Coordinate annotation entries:
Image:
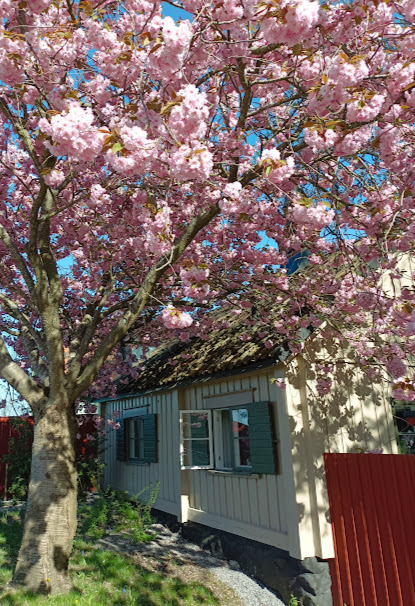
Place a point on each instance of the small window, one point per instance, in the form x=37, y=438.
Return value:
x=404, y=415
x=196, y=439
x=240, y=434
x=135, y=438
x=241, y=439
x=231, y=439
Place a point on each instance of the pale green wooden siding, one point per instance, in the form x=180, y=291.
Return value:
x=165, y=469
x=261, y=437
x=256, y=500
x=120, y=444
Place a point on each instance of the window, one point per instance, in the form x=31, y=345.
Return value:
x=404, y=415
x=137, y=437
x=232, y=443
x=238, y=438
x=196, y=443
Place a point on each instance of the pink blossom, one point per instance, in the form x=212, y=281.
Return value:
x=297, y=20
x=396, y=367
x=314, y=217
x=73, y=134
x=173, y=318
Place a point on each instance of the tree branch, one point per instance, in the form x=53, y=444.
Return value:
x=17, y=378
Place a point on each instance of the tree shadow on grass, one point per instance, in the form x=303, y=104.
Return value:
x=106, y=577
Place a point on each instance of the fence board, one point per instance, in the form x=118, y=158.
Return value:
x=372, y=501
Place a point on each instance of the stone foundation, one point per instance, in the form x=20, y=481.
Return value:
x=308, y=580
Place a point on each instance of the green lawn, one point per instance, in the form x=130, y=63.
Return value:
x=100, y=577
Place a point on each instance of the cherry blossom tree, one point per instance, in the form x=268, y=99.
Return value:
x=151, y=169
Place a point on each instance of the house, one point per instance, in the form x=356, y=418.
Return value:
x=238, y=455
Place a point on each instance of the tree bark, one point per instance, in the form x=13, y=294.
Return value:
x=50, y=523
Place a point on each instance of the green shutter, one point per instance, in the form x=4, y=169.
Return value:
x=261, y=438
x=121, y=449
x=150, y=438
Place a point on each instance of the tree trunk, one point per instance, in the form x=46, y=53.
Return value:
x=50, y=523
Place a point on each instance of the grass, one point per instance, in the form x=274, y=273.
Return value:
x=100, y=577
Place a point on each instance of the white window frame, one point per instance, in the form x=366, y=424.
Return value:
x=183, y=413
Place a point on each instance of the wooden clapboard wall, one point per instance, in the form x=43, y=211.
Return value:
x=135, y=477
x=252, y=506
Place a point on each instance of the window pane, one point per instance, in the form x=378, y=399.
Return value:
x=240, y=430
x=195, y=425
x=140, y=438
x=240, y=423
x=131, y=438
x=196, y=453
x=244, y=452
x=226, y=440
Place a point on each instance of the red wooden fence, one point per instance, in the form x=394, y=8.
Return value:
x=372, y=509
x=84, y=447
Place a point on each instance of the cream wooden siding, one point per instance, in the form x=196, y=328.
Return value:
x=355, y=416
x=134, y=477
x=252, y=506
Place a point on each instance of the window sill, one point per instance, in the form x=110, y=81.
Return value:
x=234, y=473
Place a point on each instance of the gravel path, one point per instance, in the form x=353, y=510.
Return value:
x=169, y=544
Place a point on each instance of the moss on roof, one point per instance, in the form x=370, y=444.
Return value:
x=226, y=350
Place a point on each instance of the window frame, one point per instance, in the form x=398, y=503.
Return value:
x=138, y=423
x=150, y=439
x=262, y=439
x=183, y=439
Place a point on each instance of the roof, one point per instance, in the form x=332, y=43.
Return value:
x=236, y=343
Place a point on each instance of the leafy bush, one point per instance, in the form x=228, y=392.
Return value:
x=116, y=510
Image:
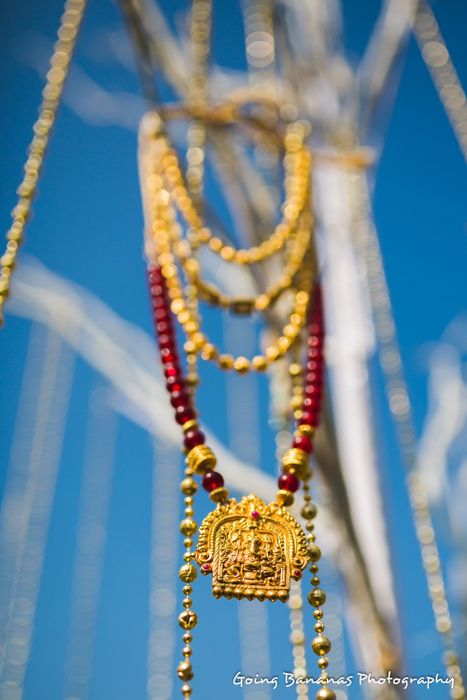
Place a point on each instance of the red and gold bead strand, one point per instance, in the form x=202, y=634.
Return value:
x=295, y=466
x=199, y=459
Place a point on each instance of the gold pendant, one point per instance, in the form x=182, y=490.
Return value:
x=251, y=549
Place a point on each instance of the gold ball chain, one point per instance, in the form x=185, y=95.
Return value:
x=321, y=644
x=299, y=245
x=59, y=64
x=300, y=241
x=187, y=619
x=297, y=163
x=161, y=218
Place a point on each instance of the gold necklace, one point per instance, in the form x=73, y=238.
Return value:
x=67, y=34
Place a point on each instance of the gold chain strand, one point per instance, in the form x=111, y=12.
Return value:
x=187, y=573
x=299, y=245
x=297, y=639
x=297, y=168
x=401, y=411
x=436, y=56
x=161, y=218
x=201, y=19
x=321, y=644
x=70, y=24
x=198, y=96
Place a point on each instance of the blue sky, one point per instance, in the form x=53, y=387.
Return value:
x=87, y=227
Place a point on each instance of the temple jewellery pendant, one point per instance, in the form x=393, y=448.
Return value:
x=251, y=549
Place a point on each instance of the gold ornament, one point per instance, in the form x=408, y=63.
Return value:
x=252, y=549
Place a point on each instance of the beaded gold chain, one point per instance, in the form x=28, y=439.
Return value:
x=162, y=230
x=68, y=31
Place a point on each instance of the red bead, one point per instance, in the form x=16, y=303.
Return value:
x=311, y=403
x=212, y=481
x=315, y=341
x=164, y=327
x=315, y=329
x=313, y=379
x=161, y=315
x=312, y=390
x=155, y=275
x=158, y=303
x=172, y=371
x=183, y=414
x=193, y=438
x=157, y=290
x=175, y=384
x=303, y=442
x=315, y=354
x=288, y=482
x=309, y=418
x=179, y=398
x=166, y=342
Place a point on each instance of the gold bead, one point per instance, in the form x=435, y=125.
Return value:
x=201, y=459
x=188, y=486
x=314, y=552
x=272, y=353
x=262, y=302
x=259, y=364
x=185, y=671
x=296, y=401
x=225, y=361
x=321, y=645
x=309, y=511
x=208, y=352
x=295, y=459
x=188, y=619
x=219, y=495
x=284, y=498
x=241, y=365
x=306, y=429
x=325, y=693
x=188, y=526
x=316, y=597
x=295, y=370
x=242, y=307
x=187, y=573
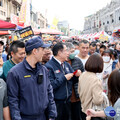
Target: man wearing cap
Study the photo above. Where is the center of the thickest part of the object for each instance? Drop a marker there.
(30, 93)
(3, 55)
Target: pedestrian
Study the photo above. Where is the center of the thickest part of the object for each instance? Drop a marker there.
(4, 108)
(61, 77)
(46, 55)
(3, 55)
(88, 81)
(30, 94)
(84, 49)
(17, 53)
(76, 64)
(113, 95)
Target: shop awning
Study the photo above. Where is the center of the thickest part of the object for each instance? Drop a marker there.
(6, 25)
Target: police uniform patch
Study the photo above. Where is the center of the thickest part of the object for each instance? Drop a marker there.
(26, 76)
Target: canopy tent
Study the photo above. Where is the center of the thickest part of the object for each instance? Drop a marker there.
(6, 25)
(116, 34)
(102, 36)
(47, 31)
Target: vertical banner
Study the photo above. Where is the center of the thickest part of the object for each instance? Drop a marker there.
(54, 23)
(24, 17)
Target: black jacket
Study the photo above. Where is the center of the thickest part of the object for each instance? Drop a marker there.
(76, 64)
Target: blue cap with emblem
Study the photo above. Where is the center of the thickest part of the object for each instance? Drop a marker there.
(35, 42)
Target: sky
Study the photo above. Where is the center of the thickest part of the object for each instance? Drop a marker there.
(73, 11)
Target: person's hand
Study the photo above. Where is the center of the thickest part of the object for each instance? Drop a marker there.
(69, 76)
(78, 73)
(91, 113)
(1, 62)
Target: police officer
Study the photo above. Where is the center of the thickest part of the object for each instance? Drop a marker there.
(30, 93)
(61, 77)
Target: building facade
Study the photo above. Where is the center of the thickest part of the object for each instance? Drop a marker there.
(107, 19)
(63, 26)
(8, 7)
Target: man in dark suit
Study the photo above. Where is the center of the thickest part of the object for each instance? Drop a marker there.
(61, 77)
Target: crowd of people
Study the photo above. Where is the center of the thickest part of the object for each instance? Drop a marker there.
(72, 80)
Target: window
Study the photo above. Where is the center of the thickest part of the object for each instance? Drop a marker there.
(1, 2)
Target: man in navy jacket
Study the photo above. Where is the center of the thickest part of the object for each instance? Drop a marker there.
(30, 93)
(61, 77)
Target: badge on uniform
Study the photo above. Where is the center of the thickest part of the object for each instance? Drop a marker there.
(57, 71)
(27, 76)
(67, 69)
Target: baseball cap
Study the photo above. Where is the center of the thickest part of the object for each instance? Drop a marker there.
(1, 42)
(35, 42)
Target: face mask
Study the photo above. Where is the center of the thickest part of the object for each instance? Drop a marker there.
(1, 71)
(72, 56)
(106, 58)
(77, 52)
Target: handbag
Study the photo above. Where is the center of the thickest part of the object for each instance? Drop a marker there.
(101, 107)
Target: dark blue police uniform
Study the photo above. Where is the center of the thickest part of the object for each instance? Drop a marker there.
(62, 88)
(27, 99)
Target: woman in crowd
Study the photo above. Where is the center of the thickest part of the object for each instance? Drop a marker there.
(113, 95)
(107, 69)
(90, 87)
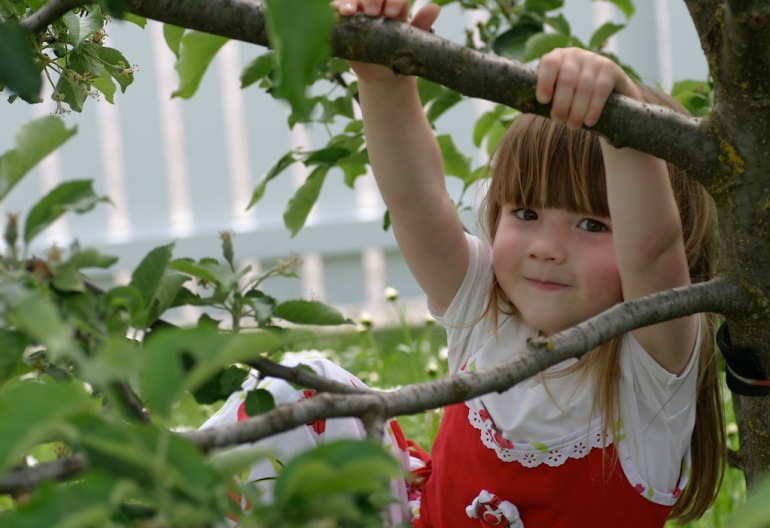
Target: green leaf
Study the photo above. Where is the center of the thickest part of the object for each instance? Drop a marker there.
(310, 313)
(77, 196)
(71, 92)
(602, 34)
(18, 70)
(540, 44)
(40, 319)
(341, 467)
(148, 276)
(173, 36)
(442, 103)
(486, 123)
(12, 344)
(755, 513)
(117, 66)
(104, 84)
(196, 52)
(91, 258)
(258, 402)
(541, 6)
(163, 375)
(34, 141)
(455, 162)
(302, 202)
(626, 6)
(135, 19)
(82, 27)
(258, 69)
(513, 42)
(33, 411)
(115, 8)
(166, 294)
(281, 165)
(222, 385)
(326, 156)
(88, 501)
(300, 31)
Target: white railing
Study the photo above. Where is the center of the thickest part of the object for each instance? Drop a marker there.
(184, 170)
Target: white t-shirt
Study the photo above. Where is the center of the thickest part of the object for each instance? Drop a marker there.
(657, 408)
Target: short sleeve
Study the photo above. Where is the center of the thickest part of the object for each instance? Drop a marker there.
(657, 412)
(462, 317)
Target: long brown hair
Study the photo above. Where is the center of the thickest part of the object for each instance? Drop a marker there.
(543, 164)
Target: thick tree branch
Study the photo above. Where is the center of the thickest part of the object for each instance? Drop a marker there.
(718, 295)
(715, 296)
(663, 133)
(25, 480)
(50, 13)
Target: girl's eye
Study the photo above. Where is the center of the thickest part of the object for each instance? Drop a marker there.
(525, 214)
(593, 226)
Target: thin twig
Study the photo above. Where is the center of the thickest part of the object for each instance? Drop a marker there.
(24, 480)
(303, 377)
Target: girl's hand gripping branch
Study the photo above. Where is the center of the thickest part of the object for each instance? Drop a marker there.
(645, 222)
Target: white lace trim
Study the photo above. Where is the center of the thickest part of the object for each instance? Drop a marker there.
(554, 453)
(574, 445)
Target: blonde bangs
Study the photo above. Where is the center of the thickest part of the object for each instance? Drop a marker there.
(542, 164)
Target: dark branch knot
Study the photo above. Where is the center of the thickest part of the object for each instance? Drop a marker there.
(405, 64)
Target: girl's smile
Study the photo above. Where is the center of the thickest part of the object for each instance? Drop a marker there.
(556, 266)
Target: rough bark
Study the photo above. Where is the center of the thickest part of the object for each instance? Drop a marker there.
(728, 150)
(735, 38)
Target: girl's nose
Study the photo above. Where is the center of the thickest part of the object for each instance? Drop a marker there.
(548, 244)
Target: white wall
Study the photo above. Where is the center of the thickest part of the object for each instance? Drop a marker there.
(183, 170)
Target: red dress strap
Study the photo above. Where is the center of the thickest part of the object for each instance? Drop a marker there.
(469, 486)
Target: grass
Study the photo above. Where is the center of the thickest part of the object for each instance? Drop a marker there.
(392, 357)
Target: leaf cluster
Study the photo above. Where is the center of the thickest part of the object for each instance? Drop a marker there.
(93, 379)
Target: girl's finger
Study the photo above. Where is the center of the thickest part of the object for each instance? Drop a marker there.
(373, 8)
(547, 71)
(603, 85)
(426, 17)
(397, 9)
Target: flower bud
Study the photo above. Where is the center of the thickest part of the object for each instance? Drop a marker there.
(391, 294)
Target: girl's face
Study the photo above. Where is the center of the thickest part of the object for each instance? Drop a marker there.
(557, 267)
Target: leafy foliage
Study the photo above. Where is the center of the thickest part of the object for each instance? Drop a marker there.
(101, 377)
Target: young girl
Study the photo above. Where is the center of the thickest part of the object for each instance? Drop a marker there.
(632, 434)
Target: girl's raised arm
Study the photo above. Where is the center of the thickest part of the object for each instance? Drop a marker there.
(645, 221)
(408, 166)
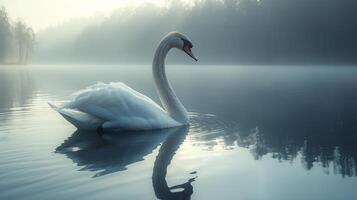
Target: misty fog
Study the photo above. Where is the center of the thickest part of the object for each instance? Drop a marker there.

▶ [WORK TO COMPLETE]: Convert the entries, from the start up to and including the line containing "x=231, y=439", into a JSON list of strings with one string per line and no blank lines. Leave the pictures out of the list.

▶ [WORKED SOLUTION]:
[
  "Image:",
  "Place a point on each instance of the small window, one point per instance, in the form x=37, y=438.",
  "Return value:",
  "x=404, y=415",
  "x=196, y=439",
  "x=240, y=434",
  "x=135, y=438",
  "x=241, y=439",
  "x=231, y=439"
]